Coordinate annotation entries:
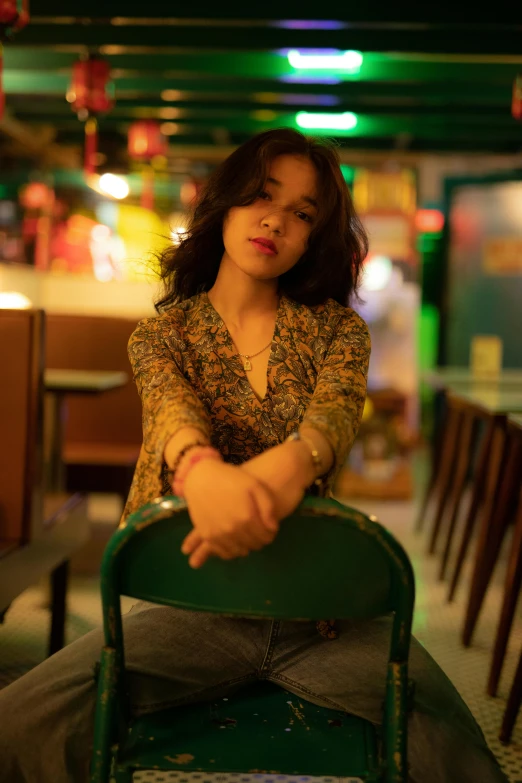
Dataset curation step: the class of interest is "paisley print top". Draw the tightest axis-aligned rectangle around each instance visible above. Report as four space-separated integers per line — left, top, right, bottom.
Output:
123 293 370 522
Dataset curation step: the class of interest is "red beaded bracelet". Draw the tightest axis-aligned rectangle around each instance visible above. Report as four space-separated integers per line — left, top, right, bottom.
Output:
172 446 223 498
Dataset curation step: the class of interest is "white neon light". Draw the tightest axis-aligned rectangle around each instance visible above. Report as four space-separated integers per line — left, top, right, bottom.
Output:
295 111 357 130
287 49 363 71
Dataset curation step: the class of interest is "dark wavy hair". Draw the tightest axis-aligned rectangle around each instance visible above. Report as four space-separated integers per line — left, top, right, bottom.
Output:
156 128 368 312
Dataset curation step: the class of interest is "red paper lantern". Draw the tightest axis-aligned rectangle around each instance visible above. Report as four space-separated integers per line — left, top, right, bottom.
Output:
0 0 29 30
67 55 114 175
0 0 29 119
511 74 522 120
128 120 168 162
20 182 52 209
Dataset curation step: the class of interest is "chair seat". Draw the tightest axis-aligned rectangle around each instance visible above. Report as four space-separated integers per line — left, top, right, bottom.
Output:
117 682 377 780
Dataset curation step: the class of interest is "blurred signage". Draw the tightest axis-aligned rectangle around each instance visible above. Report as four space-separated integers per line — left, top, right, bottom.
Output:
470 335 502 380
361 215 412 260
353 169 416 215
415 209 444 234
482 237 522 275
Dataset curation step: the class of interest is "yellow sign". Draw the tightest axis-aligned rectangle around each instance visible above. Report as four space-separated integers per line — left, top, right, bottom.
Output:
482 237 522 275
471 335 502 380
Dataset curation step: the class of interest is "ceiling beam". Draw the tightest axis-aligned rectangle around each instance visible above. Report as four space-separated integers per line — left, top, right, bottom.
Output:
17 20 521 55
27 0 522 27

...

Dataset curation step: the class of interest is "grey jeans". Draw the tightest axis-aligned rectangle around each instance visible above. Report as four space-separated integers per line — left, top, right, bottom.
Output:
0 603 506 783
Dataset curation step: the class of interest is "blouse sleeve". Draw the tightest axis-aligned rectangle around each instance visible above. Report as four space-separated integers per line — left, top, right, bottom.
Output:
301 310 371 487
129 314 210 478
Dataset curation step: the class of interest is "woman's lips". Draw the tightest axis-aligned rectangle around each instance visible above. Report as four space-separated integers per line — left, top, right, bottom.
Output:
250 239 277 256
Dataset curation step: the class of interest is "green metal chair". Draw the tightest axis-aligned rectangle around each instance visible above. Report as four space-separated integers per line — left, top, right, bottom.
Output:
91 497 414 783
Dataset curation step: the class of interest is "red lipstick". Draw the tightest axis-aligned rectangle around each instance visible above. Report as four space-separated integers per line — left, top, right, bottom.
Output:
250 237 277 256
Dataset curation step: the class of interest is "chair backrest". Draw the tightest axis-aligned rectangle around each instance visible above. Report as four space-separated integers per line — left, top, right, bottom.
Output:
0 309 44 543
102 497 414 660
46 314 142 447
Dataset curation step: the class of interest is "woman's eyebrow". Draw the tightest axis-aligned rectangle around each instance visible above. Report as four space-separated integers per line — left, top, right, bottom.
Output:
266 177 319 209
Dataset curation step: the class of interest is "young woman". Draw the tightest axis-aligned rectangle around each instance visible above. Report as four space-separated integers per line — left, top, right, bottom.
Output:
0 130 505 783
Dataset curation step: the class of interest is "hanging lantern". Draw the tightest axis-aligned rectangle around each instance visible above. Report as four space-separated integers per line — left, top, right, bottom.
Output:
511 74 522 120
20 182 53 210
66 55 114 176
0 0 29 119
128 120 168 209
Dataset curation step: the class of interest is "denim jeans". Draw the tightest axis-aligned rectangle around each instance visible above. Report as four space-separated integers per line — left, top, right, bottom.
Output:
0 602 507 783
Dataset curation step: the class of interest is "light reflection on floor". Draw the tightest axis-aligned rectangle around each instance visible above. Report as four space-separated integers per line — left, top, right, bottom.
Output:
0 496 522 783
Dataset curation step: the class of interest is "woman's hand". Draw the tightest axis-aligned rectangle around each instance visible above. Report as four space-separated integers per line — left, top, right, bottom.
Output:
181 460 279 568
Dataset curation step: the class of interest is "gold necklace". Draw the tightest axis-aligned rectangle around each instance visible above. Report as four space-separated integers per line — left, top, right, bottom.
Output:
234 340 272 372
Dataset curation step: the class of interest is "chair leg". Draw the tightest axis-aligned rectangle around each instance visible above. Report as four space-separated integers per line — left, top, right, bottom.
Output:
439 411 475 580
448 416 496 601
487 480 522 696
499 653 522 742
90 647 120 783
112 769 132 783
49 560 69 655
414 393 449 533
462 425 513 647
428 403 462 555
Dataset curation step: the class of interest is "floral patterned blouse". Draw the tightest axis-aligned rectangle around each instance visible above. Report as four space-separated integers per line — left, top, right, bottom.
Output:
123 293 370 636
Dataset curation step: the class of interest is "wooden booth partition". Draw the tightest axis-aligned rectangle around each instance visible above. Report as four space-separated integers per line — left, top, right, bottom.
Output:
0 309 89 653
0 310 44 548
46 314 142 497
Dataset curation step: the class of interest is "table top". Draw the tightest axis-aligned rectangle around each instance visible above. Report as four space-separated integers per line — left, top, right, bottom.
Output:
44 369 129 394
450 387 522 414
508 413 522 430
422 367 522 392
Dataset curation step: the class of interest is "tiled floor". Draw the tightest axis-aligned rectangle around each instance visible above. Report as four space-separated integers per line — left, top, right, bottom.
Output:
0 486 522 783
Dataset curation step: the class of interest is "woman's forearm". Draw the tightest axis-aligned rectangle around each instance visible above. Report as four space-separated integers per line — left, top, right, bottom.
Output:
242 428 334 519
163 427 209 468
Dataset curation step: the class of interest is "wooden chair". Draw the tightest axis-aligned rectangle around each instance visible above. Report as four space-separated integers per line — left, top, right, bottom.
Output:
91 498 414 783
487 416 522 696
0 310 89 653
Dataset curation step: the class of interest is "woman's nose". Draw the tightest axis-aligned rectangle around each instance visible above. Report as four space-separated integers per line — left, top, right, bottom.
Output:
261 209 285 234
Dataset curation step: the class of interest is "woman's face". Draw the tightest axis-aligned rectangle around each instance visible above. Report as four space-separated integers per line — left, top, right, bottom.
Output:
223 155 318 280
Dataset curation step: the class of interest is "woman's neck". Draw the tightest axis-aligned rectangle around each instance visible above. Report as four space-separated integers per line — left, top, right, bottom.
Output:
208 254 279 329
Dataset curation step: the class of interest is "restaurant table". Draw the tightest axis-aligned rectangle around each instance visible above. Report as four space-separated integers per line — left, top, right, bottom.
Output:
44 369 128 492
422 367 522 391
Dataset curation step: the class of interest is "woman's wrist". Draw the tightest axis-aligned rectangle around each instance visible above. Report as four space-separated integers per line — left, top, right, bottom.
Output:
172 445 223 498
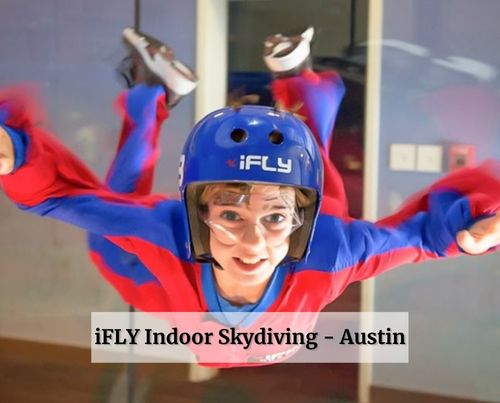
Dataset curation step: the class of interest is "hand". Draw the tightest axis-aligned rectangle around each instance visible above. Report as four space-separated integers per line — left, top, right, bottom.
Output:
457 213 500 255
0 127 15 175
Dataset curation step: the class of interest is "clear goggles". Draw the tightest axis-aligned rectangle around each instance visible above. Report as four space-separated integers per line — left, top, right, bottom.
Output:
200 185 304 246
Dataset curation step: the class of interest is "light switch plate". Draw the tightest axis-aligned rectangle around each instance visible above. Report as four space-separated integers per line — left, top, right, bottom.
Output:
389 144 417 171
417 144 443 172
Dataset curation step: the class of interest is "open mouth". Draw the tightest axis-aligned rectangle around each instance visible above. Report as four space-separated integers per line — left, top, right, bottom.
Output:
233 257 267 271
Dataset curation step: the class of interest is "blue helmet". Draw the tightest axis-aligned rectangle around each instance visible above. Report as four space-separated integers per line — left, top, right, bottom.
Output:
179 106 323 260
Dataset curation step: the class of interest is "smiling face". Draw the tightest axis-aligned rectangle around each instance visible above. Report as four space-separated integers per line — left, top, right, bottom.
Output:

# [Task to complete]
Pull out every line of the material above that contains the word "floor", and copy each one in full. Case matters, so skip lines where the word appears only with different capitalization.

# [Written solution]
Dataset curation step: the class of interest is "light reflection on floor". Draw the tightest axis-aligned rectangle around each instance visible above. Report as four space-separated integers per line — left, top, right, bottom.
Dataset curation step: the class of interest is "tiled floor". Draw the tightest axis-aligned rectangle around each instance visible above. Report as four space-separated integers per line — left, top, right, bottom.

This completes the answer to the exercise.